Text for analysis:
-- Opening Marker --

It’s true that Allende had used the electoral process to get to the presidency. He narrowly finished first in the 1970 election, but with less than 37% of the vote. That meant Congress had to green-light his inauguration. His Popular Unity coalition—which brought together the Communist Party and his own Socialist Party—combined with his warm relationship with Fidel Castroand a long record of preaching bolshevism caused hesitation in the chamber. It was overcome after he pledged to abide by a statute of constitutional guarantees. Once in office, he unleashed a revolutionary rampage, not only failing to “govern,” as Mr. Lagos put it, but refusing to accept limits on executive power.

Expropriation and nationalizations sent investors fleeing. There was triple-digit hyperinflation, followed by price controls, dire shortages and rationing. Allende also trampled institutions. He inflamed civil society by targeting the free press and with a plan to turn schools into indoctrination centers.

In May 1973 the Supreme Court accused the government of flouting judicial decisions and the law. The medical and bar associations took a similar stance. On Aug. 22 the lower house of the Chilean Congress passed a resolution denouncing Allende’s power grab and calling on the military to uphold its oath to the constitution.

-- Closing Marker --

[Dataset entries]
-- Opening Marker --

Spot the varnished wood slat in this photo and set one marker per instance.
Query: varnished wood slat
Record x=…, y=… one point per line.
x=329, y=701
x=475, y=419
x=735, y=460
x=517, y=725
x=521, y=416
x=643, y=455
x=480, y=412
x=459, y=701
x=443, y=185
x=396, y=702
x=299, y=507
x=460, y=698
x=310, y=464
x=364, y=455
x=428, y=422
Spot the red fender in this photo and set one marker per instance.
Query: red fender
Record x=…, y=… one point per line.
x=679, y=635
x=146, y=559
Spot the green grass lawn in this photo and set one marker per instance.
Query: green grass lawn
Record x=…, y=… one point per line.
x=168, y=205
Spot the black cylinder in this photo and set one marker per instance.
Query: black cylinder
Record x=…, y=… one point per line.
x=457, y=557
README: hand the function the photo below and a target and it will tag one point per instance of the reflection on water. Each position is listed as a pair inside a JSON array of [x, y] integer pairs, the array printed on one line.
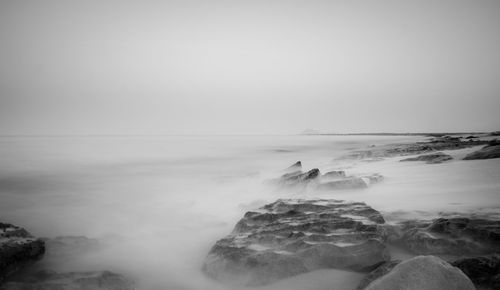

-- Closing Marker --

Task A:
List the bodies that, according to the last paragraph of the passage on Allende's presidency, took a stance against his government.
Task B:
Rewrite the paragraph of the passage on Allende's presidency that begins "Expropriation and nationalizations" as a bulleted list, keeping its main facts.
Task C:
In the passage on Allende's presidency, what share of the vote did Allende receive in the 1970 election?

Solution A:
- The Supreme Court
- The medical association
- The bar association
- The lower house of the Chilean Congress

Solution B:
- Expropriation and nationalizations drove investors away.
- Triple-digit hyperinflation was followed by price controls, severe shortages and rationing.
- Allende trampled institutions.
- He inflamed civil society by targeting the free press and planning to turn schools into indoctrination centers.

Solution C:
Less than 37% of the vote.